## Aim of the exercise
Render every row from the line containing "Target: white wall panel" down to the end of the rows as a JSON list of strings, one string per line, leaving out blank lines.

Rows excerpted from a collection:
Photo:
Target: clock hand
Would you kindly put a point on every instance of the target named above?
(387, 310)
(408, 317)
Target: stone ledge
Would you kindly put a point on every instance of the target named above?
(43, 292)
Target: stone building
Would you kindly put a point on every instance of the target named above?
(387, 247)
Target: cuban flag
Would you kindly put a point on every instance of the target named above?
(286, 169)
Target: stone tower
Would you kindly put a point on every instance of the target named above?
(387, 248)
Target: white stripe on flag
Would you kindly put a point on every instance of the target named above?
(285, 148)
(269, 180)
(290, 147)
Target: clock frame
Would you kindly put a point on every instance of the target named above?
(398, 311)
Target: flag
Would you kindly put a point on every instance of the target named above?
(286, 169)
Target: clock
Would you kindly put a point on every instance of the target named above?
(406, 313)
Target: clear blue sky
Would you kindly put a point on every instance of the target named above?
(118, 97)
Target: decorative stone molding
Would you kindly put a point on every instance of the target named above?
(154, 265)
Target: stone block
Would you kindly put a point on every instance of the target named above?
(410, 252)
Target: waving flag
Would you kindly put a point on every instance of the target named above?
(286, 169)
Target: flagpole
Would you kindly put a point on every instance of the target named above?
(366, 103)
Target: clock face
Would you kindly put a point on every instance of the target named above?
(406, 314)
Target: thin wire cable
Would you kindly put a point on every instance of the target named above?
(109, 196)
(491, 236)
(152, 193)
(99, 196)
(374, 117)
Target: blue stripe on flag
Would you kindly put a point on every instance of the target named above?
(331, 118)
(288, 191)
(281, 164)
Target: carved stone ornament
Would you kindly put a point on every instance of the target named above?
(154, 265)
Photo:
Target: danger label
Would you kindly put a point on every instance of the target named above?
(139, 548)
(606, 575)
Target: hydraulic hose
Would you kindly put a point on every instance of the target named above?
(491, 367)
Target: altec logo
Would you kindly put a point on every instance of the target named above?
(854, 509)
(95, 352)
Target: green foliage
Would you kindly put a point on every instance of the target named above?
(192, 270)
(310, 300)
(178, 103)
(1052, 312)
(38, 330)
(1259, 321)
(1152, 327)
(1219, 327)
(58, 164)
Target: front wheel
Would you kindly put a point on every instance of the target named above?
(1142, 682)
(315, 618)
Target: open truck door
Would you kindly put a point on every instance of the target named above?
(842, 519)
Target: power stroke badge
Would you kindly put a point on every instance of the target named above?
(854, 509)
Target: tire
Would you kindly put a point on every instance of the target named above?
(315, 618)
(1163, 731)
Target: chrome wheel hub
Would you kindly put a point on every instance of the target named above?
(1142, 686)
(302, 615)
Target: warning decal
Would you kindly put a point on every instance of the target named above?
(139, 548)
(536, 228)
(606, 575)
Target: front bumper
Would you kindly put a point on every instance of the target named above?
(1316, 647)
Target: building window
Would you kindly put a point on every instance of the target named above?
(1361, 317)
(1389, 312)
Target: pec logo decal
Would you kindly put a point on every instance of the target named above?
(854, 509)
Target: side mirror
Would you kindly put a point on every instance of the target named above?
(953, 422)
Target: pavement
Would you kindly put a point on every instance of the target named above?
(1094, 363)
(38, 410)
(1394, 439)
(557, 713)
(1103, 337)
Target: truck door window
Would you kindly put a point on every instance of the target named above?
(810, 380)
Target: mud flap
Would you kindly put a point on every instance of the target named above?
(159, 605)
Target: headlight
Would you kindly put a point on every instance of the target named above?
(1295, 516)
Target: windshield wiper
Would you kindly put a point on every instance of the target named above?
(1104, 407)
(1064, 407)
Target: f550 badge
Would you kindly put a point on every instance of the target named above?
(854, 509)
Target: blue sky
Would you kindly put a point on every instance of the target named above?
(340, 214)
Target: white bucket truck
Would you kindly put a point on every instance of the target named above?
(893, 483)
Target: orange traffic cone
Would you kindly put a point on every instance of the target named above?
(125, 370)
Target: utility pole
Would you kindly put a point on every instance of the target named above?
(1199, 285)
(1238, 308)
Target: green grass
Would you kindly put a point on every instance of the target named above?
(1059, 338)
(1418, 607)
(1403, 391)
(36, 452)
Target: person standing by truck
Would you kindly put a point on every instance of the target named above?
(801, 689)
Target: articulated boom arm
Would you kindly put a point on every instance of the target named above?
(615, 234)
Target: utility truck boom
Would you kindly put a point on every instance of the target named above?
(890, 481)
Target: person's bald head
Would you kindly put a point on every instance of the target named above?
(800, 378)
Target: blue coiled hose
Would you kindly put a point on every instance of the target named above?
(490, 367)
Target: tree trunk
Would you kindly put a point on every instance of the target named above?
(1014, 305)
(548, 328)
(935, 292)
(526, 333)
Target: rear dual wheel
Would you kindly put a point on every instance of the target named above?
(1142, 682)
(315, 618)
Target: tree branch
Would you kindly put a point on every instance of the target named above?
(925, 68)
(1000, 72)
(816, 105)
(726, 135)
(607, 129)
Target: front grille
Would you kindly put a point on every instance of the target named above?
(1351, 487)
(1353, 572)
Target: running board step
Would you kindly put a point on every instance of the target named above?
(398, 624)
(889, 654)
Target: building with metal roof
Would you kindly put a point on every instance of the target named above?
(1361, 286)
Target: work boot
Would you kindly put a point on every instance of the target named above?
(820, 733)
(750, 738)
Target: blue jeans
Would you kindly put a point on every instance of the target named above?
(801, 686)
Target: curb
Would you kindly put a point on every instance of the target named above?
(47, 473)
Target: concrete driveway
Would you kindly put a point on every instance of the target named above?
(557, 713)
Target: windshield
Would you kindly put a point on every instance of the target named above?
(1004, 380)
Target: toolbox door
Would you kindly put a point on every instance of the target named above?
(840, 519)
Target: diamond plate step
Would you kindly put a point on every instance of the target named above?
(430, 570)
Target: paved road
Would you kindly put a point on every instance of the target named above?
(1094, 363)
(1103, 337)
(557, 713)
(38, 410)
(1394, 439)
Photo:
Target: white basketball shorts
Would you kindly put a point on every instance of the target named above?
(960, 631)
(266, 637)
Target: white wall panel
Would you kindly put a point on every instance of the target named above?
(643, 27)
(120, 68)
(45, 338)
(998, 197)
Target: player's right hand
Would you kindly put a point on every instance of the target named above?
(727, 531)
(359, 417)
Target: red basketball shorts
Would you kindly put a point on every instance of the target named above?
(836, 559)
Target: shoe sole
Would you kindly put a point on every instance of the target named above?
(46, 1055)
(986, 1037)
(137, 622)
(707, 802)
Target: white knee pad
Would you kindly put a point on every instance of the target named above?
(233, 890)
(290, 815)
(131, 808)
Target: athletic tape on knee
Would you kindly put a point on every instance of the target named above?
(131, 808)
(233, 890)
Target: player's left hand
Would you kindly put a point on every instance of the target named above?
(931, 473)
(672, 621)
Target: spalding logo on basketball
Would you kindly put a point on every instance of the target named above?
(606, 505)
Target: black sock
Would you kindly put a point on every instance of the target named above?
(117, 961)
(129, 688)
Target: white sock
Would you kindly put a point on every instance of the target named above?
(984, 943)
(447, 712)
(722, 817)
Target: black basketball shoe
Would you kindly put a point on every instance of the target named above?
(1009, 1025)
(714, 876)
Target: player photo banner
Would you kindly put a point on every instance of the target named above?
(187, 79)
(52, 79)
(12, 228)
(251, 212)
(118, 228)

## Response below
[
  "Target: white wall panel",
  "Would you kindly put a point on every instance of the target named above?",
  "(643, 27)",
  "(120, 68)",
  "(45, 338)",
  "(998, 197)",
  "Target: player's right hand",
  "Would you kindly put a point on every instance of the target named above?",
  "(727, 531)",
  "(359, 417)",
  "Target: red basketball shorts",
  "Would you kindly put a point on every instance of the target named above?",
  "(836, 559)",
  "Target: shoe sole",
  "Would you kindly put a point on every instance of the target named above?",
  "(46, 1055)",
  "(986, 1037)",
  "(137, 622)",
  "(707, 802)",
  "Target: white knee pad",
  "Would you kindly put a point on every instance of the target named above?",
  "(233, 890)",
  "(290, 815)",
  "(131, 808)",
  "Target: athletic tape on knee",
  "Would you kindly put a point on every instance of the target named above?",
  "(131, 808)",
  "(233, 890)",
  "Target: player's left hand",
  "Would you kindly put a point on every instance of the target named above?",
  "(931, 473)",
  "(672, 621)",
  "Target: spalding logo on basketball",
  "Would you kindly put a point on every instance of the target named above?",
  "(606, 505)",
  "Target: black sock",
  "Would you kindly put a point on every instance of the target named above?",
  "(117, 961)",
  "(129, 688)",
  "Target: white sock",
  "Would you kindly put a point on every instance of the target named above?",
  "(984, 943)",
  "(447, 712)",
  "(722, 817)",
  "Target: black basketball shoe",
  "Would you kindly put a point on every instance of the target named above?",
  "(1009, 1025)",
  "(714, 876)",
  "Target: player photo banner",
  "Would you kindly put a point on every instance of the target named above?",
  "(187, 79)",
  "(52, 79)",
  "(12, 228)",
  "(251, 212)",
  "(118, 228)"
]